Exercise aim:
Reproduce the entire listing word for word.

# # #

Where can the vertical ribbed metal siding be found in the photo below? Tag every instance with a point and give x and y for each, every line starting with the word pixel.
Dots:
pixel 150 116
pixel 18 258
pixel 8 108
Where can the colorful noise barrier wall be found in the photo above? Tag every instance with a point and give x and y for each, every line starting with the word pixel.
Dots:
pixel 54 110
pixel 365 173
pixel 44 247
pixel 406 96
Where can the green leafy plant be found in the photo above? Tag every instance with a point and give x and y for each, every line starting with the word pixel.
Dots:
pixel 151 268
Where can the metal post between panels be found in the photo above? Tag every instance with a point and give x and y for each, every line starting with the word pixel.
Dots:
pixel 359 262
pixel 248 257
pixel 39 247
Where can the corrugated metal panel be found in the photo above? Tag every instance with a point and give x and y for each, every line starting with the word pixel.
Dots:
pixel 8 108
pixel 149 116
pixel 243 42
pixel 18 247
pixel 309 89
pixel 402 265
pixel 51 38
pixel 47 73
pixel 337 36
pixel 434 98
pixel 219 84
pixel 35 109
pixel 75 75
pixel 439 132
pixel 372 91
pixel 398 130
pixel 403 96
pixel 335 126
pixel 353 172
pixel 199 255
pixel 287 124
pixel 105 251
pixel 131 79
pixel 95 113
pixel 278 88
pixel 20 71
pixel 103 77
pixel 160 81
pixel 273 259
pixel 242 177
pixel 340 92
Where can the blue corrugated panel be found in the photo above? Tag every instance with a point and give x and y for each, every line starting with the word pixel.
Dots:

# # #

Task output:
Where can the vertical ribbed metal siding be found in the photo below? Tag every instance with a point and give x and y for each, every line starting with the word pixel.
Dots:
pixel 150 116
pixel 18 258
pixel 8 108
Where can the colorful noise barrier wall be found in the photo above? Tag every instance with a point and give x and y for each, every line starting with the word pixel.
Dots:
pixel 54 110
pixel 365 173
pixel 44 247
pixel 406 96
Where can the green leafy plant be found in the photo above? Tag every instance with a point and give x and y for each, every line starting with the word pixel.
Dots:
pixel 151 268
Where can the metal post between panels be found in the photo above? Tag every instance with a point and give x and y for each, every line starting with the word pixel.
Dots:
pixel 359 262
pixel 248 257
pixel 39 247
Where can the corrugated metal panel be found in the photo above? Tag every instance with a point and give x and y for each, every line starting with the word pixel.
Dots:
pixel 8 108
pixel 149 116
pixel 243 42
pixel 18 247
pixel 309 89
pixel 402 265
pixel 51 38
pixel 47 73
pixel 337 36
pixel 434 98
pixel 219 84
pixel 35 109
pixel 75 75
pixel 439 132
pixel 372 91
pixel 398 130
pixel 403 96
pixel 335 126
pixel 353 172
pixel 199 255
pixel 287 124
pixel 105 251
pixel 131 79
pixel 95 113
pixel 278 88
pixel 20 71
pixel 103 77
pixel 160 81
pixel 273 259
pixel 242 177
pixel 340 92
Where can the blue corrugated panel be found in the photo above? Tag every instance with a point and give x and y for each, every line starting with the word pixel.
Dots:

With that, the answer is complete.